* What to work on:
Could you output, exactly and with nothing else, every line from the one that contains "(a) Mark the narrow" through the last line of the listing below?

* Information provided:
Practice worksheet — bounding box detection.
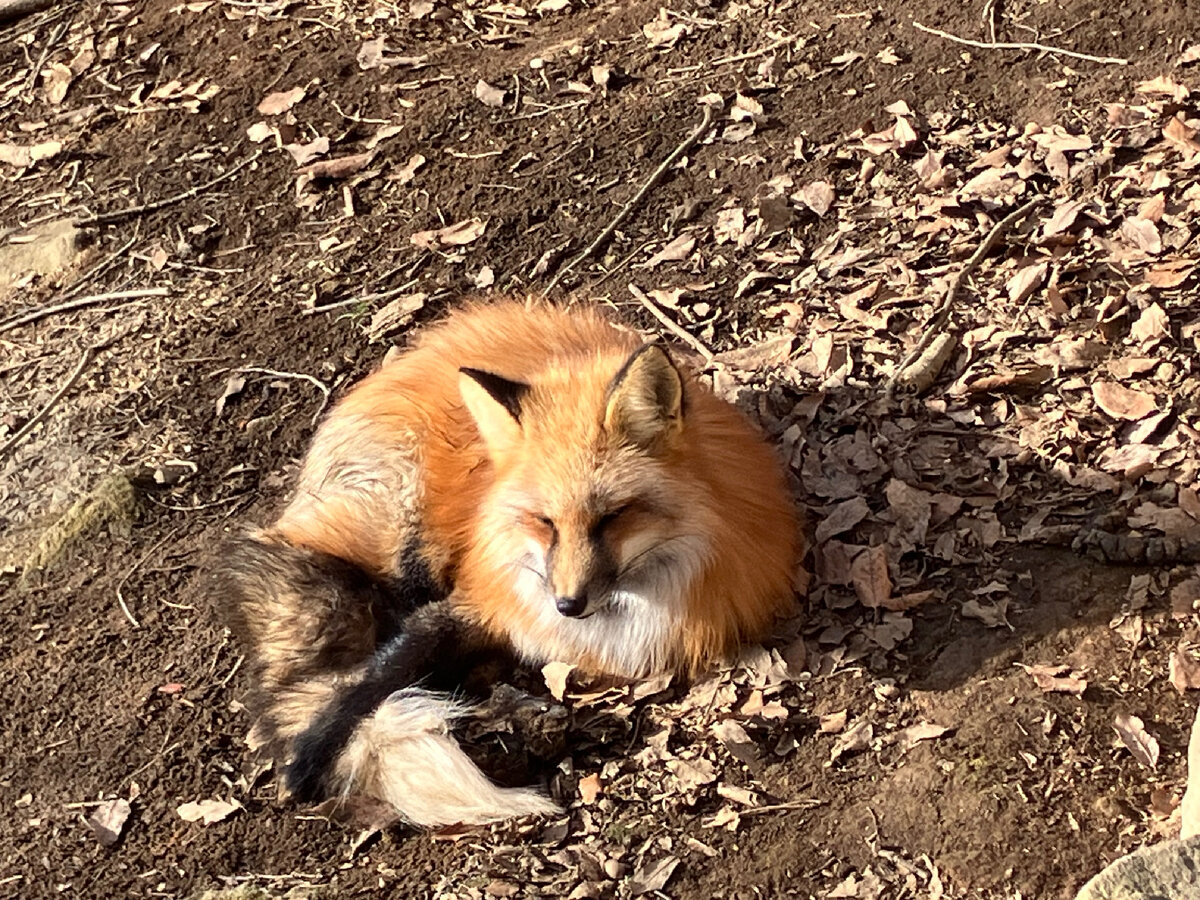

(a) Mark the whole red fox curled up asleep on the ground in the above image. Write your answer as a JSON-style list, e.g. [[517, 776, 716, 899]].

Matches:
[[220, 301, 800, 827]]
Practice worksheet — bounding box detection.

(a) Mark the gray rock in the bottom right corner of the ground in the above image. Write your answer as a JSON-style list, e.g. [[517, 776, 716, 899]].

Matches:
[[1075, 838, 1200, 900]]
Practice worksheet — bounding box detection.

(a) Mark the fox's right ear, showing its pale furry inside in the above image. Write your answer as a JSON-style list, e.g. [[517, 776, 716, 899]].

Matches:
[[604, 343, 683, 450]]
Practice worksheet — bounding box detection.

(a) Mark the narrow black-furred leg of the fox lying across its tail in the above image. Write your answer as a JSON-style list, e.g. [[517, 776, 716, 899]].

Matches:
[[284, 602, 485, 803]]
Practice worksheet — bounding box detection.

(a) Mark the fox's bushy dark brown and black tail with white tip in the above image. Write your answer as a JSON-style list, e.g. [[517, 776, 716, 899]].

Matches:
[[220, 535, 557, 827]]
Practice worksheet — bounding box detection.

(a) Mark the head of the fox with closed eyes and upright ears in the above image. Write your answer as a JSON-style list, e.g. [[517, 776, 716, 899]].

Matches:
[[460, 344, 707, 618]]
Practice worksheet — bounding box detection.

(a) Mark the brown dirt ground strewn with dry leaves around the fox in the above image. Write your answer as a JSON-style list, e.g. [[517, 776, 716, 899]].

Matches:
[[0, 0, 1200, 900]]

* Answer for the task:
(a) Mark the narrow black-furred leg of the fox lying across its tail in the above image. Write your answer as a JSON-style list, e.g. [[517, 776, 716, 899]].

Matches:
[[284, 602, 485, 803]]
Practice worksheet — bounding box detection.

(a) Mark the fox's bushy dark brown and black tail with white tip in the above image. Write your answer as a JSON-style list, e.g. [[517, 776, 716, 899]].

Matches:
[[220, 535, 557, 827]]
Practice worksheet — bounding box detection.

(a) Mark the head of the fox with closed eyes and upright ears in the above image. Write your answer as a JSON-style list, e.g. [[517, 776, 716, 899]].

Matches:
[[460, 344, 707, 618]]
Practice worksheet — bounding box detection.

(a) Mark the brown dirt ground strewn with dry leaves around the fox in the above image. Write your answer as a JSON-style list, e.g. [[517, 776, 716, 899]].

Matches:
[[0, 0, 1200, 900]]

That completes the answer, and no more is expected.